_GIVEN INSTRUCTION_.
Reproduce the whole listing, character for character.

_MATERIAL PROVIDED_.
- - -
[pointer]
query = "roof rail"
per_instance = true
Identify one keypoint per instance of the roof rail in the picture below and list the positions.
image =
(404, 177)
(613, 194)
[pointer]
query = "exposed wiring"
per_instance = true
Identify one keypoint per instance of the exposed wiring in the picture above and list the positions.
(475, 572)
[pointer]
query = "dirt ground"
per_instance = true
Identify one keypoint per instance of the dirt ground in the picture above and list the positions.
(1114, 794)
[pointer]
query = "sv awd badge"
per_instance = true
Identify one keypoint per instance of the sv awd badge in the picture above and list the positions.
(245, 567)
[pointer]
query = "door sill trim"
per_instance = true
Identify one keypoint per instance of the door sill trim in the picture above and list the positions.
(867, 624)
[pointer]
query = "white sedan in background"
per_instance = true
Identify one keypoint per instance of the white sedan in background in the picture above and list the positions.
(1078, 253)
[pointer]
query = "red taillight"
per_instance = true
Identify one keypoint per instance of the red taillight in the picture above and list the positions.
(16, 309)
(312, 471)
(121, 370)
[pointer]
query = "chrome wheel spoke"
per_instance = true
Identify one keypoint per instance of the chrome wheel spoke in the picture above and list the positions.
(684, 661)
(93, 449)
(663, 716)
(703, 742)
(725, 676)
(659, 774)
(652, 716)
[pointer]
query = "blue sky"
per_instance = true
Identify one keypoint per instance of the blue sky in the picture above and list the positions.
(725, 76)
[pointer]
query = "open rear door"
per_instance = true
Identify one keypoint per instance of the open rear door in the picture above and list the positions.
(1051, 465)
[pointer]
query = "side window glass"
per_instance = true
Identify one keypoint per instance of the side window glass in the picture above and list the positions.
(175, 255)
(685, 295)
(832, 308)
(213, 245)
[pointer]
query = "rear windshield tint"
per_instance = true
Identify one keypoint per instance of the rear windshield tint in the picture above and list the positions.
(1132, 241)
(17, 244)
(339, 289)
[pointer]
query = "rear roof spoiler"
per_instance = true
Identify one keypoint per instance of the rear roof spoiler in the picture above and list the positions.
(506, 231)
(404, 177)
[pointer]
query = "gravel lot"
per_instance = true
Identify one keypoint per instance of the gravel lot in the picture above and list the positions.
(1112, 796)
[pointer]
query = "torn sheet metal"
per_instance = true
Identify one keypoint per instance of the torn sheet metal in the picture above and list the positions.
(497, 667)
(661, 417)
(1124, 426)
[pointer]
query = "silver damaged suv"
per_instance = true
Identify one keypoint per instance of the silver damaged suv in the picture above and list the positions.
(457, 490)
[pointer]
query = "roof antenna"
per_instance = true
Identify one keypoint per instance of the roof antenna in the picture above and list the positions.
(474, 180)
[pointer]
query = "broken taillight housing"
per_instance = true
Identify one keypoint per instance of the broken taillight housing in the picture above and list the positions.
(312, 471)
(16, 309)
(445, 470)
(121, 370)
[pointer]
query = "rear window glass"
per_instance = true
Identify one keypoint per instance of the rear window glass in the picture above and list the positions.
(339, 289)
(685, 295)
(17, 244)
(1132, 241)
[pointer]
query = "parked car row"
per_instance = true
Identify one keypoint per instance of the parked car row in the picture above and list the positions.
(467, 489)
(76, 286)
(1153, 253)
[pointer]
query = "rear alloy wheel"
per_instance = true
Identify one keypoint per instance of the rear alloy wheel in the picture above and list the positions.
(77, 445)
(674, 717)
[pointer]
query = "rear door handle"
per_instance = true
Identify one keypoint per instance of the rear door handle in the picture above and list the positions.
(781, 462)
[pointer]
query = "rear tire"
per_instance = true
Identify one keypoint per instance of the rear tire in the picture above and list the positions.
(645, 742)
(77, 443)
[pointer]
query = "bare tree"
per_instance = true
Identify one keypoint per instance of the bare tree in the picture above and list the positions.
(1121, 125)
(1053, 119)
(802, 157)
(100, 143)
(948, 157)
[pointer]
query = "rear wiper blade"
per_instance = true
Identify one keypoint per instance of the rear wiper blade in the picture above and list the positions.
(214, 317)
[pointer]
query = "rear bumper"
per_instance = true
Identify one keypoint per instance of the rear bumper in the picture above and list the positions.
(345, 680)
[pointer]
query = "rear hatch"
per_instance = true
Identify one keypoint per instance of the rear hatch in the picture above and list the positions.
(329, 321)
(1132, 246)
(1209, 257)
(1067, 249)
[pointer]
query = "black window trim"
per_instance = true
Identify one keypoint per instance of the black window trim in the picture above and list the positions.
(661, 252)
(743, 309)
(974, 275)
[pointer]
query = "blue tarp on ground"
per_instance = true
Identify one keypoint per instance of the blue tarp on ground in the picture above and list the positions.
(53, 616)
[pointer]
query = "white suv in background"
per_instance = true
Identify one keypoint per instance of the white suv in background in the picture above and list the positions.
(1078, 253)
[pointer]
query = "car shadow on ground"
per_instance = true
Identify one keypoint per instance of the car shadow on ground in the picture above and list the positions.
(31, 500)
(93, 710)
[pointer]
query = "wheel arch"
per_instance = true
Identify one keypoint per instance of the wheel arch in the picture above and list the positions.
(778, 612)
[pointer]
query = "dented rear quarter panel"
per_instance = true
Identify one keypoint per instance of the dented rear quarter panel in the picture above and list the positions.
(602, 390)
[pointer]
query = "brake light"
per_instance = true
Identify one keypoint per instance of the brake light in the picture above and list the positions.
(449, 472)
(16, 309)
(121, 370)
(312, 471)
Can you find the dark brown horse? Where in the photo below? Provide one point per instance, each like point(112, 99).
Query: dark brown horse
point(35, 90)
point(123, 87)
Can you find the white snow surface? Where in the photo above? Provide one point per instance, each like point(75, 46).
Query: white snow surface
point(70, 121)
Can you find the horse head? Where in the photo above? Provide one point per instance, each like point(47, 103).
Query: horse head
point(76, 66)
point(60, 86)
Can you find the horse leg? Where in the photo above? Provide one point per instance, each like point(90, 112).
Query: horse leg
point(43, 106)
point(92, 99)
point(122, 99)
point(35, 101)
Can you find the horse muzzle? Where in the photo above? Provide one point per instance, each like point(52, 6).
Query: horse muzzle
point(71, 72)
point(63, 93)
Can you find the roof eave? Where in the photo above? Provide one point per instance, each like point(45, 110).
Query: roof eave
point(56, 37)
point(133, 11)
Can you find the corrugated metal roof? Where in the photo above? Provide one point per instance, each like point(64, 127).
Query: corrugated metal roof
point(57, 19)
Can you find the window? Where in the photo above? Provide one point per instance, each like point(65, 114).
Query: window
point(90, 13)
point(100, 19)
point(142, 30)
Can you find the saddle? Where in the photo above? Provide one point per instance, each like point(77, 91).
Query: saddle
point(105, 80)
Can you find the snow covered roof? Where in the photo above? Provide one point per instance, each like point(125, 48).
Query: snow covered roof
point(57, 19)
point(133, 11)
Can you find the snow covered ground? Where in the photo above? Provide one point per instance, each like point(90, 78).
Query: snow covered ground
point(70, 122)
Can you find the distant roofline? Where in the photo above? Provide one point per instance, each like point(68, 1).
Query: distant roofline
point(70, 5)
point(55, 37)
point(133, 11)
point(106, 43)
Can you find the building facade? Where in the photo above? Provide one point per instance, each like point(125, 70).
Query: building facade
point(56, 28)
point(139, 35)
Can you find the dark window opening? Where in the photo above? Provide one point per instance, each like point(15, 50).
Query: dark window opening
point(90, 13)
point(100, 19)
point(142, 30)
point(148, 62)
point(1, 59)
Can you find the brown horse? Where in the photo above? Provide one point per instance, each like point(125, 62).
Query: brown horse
- - -
_REPLY TO THE TASK_.
[pointer]
query = "roof rail"
per_instance = true
Identify one keypoint per instance of the roof rail in the picture below and list the positions.
image =
(404, 177)
(613, 194)
[pointer]
query = "exposed wiring"
per_instance = true
Identify one keypoint per instance of the exposed wiring in the picture above and list the positions.
(475, 572)
[pointer]
query = "dirt ground"
per_instance = true
Identify one keypoint per instance of the dirt ground in the picture above and list the positions.
(1114, 794)
[pointer]
query = "sv awd badge"
per_instance = true
Identify one keypoint per instance of the sv awd badge in the picture above and list the positions.
(245, 567)
[pointer]
query = "door sill trim"
per_instance = true
Identify one keypoint per instance of the door sill trim in the picture above and list the positions.
(867, 624)
[pointer]
query = "white sedan in background"
per_instance = true
Identify one keypoint per instance of the white sedan in background in the picture above and list the positions.
(1078, 253)
[pointer]
query = "red taillight"
per_instance = true
Identify one keypoint per instance of the red taillight in the picture above and list the positions.
(16, 309)
(312, 471)
(121, 370)
[pointer]
query = "chrome wheel spoke"
per_instance = true
Identify one keypoint per instance of the chrome wheel spoke in the picture above and list the positions.
(684, 661)
(93, 449)
(663, 716)
(703, 742)
(725, 676)
(659, 774)
(652, 716)
[pointer]
query = "blue sky"
per_instance = true
Identify one keypoint per instance of the blue sky in the picture above and list the positions.
(725, 76)
[pointer]
query = "open rear door"
per_instance = true
Identify one keypoint per instance of the open rear door in the picture above and list the positions.
(1051, 465)
[pointer]
query = "side window glass"
per_instance = true
Identify one keypoint per instance of the side window glass in the picture above and list the positions.
(175, 255)
(685, 295)
(832, 308)
(213, 245)
[pointer]
query = "rear windshield tint"
per_instance = true
Identify one keypoint per instance of the rear windshield tint in the picture above and list the positions.
(1132, 241)
(17, 244)
(339, 289)
[pointer]
query = "rear roof spoiler"
per_instance = true
Identify one keypoint per instance of the rear roof spoiler in the picture above and list the positions.
(506, 231)
(404, 177)
[pointer]
query = "gravel lot"
per_instance = true
Identify one keypoint per instance of the gravel lot in the picture above and list the positions.
(1112, 796)
[pointer]
query = "torn sheet metal"
per_instance = true
Identify one keypoint per instance of the torn sheet metal in the picture above and list the positions.
(497, 667)
(661, 417)
(1124, 426)
[pointer]
query = "silver damaged suv"
per_instance = true
Identify one keypoint per instance of the silver damaged suv in the picture above and list the positions.
(457, 490)
[pointer]
query = "roof antenna"
per_instance = true
Identify one keypoint per instance of the roof antenna in the picture above and list the positions.
(474, 180)
[pointer]
query = "broken taillight housing"
per_instance = true
Identify one keypoint per instance of the broken taillight housing in the picture above and list the positions.
(312, 471)
(16, 309)
(445, 470)
(121, 370)
[pointer]
query = "rear window glass"
per_instance = true
Identify one keypoint per instance of the rear window glass in the picture above and list the positions.
(339, 289)
(685, 295)
(17, 244)
(1132, 241)
[pointer]
query = "parked car row"
per_instance = true
Identify one keypoint per instance of the parked car row in the picture above and list the positions.
(467, 489)
(76, 286)
(1153, 253)
[pointer]
query = "rear alloy wheel"
per_instance = true
Identify one keypoint per instance of the rear alloy wheel in the picture above and list the positions.
(77, 445)
(674, 717)
[pointer]
query = "rear door handle"
per_instance = true
Identify one keypoint per instance of the rear door handle in the picture above and list the positions.
(781, 462)
[pointer]
query = "rear tire"
per_instance = true
Identify one keypoint per instance of the rear tire in the picture above and list the positions.
(645, 742)
(77, 443)
[pointer]
query = "bare tree"
per_instance = true
Identify one keypoint per instance of the bare tree in the picture above and list the positions.
(1121, 125)
(1053, 119)
(802, 157)
(100, 143)
(948, 157)
[pointer]
query = "rear wiper blade"
per_instance = true
Identify one keypoint per instance of the rear wiper blade in the picture above and list the positions.
(214, 317)
[pointer]
query = "rear bumper"
per_instance = true
Identify one keypoint per instance of the rear bumper in the picture above and list the positions.
(345, 680)
[pointer]
query = "rear hatch"
per_instance = true
Identify one keypoint per instance of the rear hatch in the picture above and list the positions.
(329, 321)
(1132, 246)
(1209, 257)
(1067, 249)
[pointer]
query = "black window trim"
per_instance = true
Identify one keypoint per instance of the black window trim in the picture above and list the positions.
(661, 252)
(743, 309)
(974, 275)
[pointer]
query = "blue tarp on ground"
per_instance = true
Identify one keypoint per instance of the blue tarp on ground in the picture above and list the positions.
(53, 616)
[pointer]
query = "white suv in background"
per_instance = true
Identify one keypoint per instance of the white suv in background in the picture above and list the positions.
(1078, 253)
[pointer]
query = "car shadow on ground"
per_instance = true
Identify one keypoint per instance of the car shadow on ground in the picture above and list the positions.
(31, 500)
(93, 710)
[pointer]
query = "wheel arch"
per_instance = true
Identify one keypoint per instance of the wheel arch in the picture above and list the positions.
(778, 612)
[pointer]
query = "dented rear quarter panel"
per_instance = true
Identify one keypoint per instance of the dented rear quarter panel in the picture above and list the positions.
(602, 390)
[pointer]
query = "brake light"
per_instance = true
Identify one keypoint per instance of the brake light in the picture above and list the positions.
(449, 472)
(16, 309)
(121, 370)
(312, 471)
Can you find the dark brown horse? Where in the photo below? Provide one point per instance, each like point(112, 99).
Query: dark brown horse
point(35, 90)
point(123, 87)
Can you find the white snow surface? Where in the photo above? Provide one point per instance, each like point(75, 46).
Query: white snow surface
point(70, 121)
Can you find the horse head? Where in the photo above? Provide one point per instance, each like point(47, 103).
Query: horse head
point(76, 66)
point(60, 86)
Can you find the horse leg? Where in the photo above? Provide one point per instance, each like point(90, 112).
Query: horse leg
point(43, 106)
point(92, 99)
point(122, 99)
point(35, 101)
Can you find the horse muzzle? Where in the photo above? Provide one point per instance, each like point(52, 6).
Query: horse muzzle
point(71, 72)
point(63, 93)
Can you find the roof eave? Where in the photo above? Provide one point per instance, each like point(45, 110).
Query: roof eave
point(56, 37)
point(133, 11)
Can you find the corrugated metal roof? Where in the photo above? Provide one point per instance, each like point(64, 127).
Query: corrugated metal roof
point(57, 19)
Can you find the window? Where in the photo above? Provide one point per instance, each like point(65, 114).
Query: window
point(90, 13)
point(100, 19)
point(142, 30)
Can you find the saddle? Where in the photo above? Provide one point per instance, each like point(77, 91).
Query: saddle
point(105, 80)
Can you find the snow covered roof? Where in the photo above? Provide one point per instance, each like point(125, 48).
Query: snow covered roof
point(57, 19)
point(133, 11)
Can you find the snow covered ground? Where in the photo above? Provide one point per instance, each like point(90, 78).
Query: snow covered ground
point(70, 122)
Can you find the distant roofline? Where in the photo above? Provide one point per instance, each like point(68, 1).
Query: distant roofline
point(70, 5)
point(55, 37)
point(133, 11)
point(106, 43)
Can you find the building facade? Where in the photo above? Provide one point per instance, each like point(125, 70).
Query: building facade
point(56, 28)
point(139, 35)
Can you find the dark window opening? Where in the photo above? Provide one point per instance, each like point(15, 50).
Query: dark window opening
point(90, 13)
point(100, 19)
point(142, 30)
point(148, 62)
point(1, 59)
Can you find the brown horse? Where in the photo above? Provide one point per instance, each like point(125, 62).
Query: brown horse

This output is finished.